- **REQUIREMENT**: Starting with the line that contains "In this photo, point at the joshua", write out each line through the end of the listing, unchanged. Output nothing else.

- **DATA EXTRACT**:

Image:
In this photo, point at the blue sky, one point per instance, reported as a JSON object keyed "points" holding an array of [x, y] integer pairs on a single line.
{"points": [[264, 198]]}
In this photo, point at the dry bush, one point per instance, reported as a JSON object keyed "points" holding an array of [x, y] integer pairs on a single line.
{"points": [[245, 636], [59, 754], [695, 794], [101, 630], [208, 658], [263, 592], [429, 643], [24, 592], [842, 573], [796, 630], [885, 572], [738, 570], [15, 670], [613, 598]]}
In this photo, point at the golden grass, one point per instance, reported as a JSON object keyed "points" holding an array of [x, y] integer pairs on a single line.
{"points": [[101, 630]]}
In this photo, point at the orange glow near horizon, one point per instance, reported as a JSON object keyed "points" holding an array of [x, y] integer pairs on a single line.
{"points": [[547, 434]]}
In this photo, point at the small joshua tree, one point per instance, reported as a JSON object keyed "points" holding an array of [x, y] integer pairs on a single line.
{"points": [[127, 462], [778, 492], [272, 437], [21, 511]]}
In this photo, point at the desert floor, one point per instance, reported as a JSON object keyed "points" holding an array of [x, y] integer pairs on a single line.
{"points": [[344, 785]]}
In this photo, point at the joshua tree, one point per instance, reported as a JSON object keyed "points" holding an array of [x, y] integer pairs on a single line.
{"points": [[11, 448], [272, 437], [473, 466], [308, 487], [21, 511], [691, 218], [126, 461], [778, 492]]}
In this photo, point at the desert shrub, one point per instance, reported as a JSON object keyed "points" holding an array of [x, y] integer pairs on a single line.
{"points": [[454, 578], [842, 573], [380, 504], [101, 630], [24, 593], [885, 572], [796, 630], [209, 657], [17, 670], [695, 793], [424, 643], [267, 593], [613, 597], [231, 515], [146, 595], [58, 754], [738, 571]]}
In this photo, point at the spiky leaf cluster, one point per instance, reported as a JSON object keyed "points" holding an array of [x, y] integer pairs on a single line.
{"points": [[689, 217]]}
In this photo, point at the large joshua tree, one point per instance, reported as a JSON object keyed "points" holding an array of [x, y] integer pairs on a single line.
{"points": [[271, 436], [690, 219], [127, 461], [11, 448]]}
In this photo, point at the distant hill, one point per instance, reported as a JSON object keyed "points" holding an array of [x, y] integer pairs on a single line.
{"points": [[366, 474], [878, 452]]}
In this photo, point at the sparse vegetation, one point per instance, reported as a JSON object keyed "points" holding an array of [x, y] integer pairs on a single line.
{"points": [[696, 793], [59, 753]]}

- **REPLY TO THE TASK**:
In this photo, point at the joshua tree, one point per instance, reported as a JSON object keyed "points" holding an array of [x, y] integer pairs on a single line.
{"points": [[11, 448], [272, 437], [473, 466], [308, 487], [21, 511], [691, 218], [126, 461], [778, 492]]}
In this photo, point at the desert shrub, one point per instance, reported as a JSON object keyed "points" holding an array of [x, y] integer pairs on a single line.
{"points": [[454, 578], [842, 573], [380, 504], [101, 630], [24, 593], [885, 572], [796, 630], [209, 657], [17, 670], [695, 793], [424, 643], [267, 593], [613, 597], [231, 515], [146, 595], [58, 754], [738, 571]]}
In this photo, point at the spiky leaf cluster, one point per instance, reported as a JSON object keyed "points" holding an array of [x, y] integer pairs on a single line.
{"points": [[689, 217]]}
In this photo, point at the large joshua tree, one point per instance, reported as a JSON object keyed "points" holding an array of [x, y] integer pairs on a single line.
{"points": [[271, 436], [690, 219], [127, 461], [11, 448]]}
In this photo, point at the distant hill, one point per instance, reported as a JSON object keyed "points" holding an array of [x, y] integer pairs on a single line.
{"points": [[366, 474], [878, 452]]}
In this photo, point at the sparse vegetation, one point per instance, reported as a JSON object keyed "points" holding an array of [x, y] integer pairs on a single line.
{"points": [[696, 793], [59, 753]]}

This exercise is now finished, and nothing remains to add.